** begin Provided entries **

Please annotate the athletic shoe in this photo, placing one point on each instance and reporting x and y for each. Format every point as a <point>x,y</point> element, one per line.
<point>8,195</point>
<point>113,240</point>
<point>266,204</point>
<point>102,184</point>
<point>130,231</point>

** end Provided entries **

__Aim of the task__:
Rewrite all of the material above, requests included, and scale every x and y coordinate in the points by 0.45. Round each result to a whole number, with halves rounding up.

__Output for this exercise__:
Please annotate the athletic shoe in this photo, placing one point on each instance and reporting x and y for each. Format every point as a <point>x,y</point> element, one per line.
<point>4,88</point>
<point>51,108</point>
<point>120,92</point>
<point>46,83</point>
<point>59,104</point>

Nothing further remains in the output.